#### REQUIRED TASK 1:
In the blog post about tackling spring goals, why does the writer tell readers about Havi Brooks and her blog? Answer in one to three sentences.
#### REQUIRED TASK 2:
Resume the blog post about tackling spring goals from its final line, keeping the same chatty voice.

#### TEXT EXTRACT:
= = = =
Wednesday, May 27, 2009

Onward and Upward: Tackling the Spring Goals

(Pssst! Don't have any idea what I'm talking about? I would read about it here and then read Step One in my Effort to rid myself of Teh Craziness here)

ALRIGHT! I've done it! I spent some time with myself and I think that I have taken care of Spring Goal #1 (to find a new word to replace the B----- word, since clearly it doesn't do it for me) and have laid the ground work for #2 AND #3 in one fell swoop.

I must say that I am more than a little pleased with myself. I hardly ever follow through with this sort of stuff. But the idea of making the money management thing fun is what motivated me. Who doesn't love fun? Lame people don't love fun. And I am not a lame person. Mostly.

Anyway. Moving on:

Firstly, I would like to say that if you are reading this, and are at all interested in what I read when I'm online (other than your blog, of course!) I think you would benefit greatly if you went over and checked out Havi Brooks (she's @havi on Twitter), her duck Selma and her blog The Fluent Self because honestly ... WOW.

She makes me want to have a duck. And also to be exactly like her. She is my internet hero. The end.

OK - so, the reason I told you that is to tell you this: thanks to Havi and her brilliant blog, I think she may have helped me overcome my money stuck. Or at least has gotten me onto a path that has significantly less stuck on it (Confused? Seriously, read her blog. Then you will get it). A few weeks ago she decided to stop thinking about her team as a team and start thinking about her team in a new way. Havi decided that she wanted to think about her team as a Pirate Crew on board her Pirate Ship.

As a direct result of reading this post (and all her other posts where she talks about it), I decided to think about my Not-A-Budget in a way that I haven't ever before. I didn't wonder about which notebook I was going to keep track of my expenses in, I didn't look online for spreadsheets that I thought looked cool, I didn't try to make my own, I didn't sit down and crunch numbers in order to figure out how much I can spend in what category of my life ... I didn't do anything except try to think of a fun new name for my Not-A-Budget.
= = = =
Region annotation entries
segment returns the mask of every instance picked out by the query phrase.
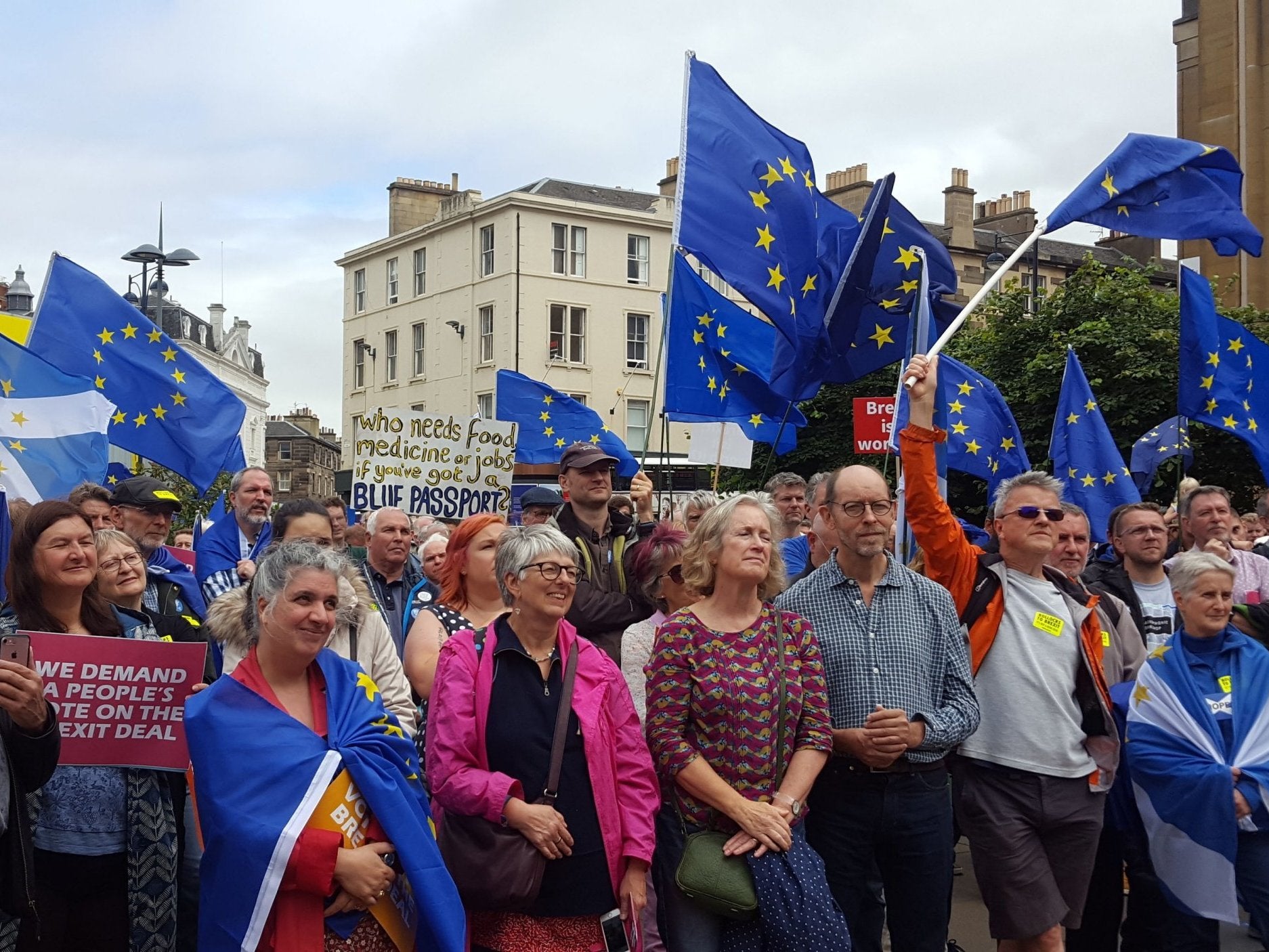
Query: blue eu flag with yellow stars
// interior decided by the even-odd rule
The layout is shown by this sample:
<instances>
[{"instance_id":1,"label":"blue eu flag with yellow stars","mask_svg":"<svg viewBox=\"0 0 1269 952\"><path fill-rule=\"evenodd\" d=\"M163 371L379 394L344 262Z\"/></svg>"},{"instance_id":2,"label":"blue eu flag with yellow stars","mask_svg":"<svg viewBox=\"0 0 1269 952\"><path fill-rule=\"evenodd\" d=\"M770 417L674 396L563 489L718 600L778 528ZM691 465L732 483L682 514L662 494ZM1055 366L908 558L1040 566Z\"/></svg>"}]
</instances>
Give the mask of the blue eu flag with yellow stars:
= = = =
#### EXERCISE RESPONSE 1:
The writer mentions Havi Brooks to explain that her blog may have helped the writer get past being stuck about money, or at least onto a path with much less stuck on it. Specifically, Havi's post about thinking of her team as a Pirate Crew on her Pirate Ship led the writer to rethink the Not-A-Budget in a new way.

#### EXERCISE RESPONSE 2:
This is turning rather ramble-y, and I apologize, I'm just really excited and I want to share everything with you.

So I thought and thought and I couldn't really think of anything that worked well. Nothing that I thought of made me go "Oh, oh, oh! Yes! That's great! And fun!". But today I thought of something that I think could work for me ... my Not-A-Budget Treasure Map.

Yes, maybe, I was influenced a little by Havi the Pirate Queen - even though I am not calling myself a pirate queen; I prefer to think of myself as more like that lucky person in the movie (that I have made up in my head) that finds the beat up old treasure map in the back pocket of her great, great, great grandfather's coat and is compelled to follow it on the off-chance that there really is something to be found. Life altering adventures (and possibly a steamy romance with the first mate of the ship?) will ensue. Kind of like City Slickers II, only with less 1980's and more water. And more steamy, maritime romance.

But the metaphor works great! When you read a treasure map, you have to go a certain number of paces in a certain direction in order to get to the big red X on the map that marks where the treasure is buried.

Well, for my Not-A-Budget Treasure Map, the big red X is a metaphor for what I want to achieve (a plane ticket to visit Armini in China, a new laptop, a super fancy camera, or tickets to DISNEYLAND), the number of paces I have to take are a metaphor for the days of the month and the directions are replaced with months. BRILLIANT (if I do say so myself).

This revelation has come about in the nick of time too because I am leaving to go to San Francisco in about two months to run a half marathon. And THEN Armini and I going to celebrate his last days in the good ol' U.S of A in Disneyland. All of which is going to cost me money and of which I have exactly none of at this moment in time. If there was ever a time that I needed a Not-A-Budget Treasure Map, now is the time.

And just to make it that much more fun, I have a blank book at home that I am going to turn into my Captain's Log/Book of Maps (it's going to be like an Atlas of Treasure Maps, and it is going to be awesome).

I have many grand ideas for it ... AND it is in line with my Spring Goal #5 (be crafty without destroying my financial house of cards) because I already have everything that I need to make this happen in my apartment right. this. second. It's enough to make me go "Arg! Ack! Rable Rable!" and many other manner of noises that show just how impressed I am with the fact that this idea came out of my head. By itself. Mostly.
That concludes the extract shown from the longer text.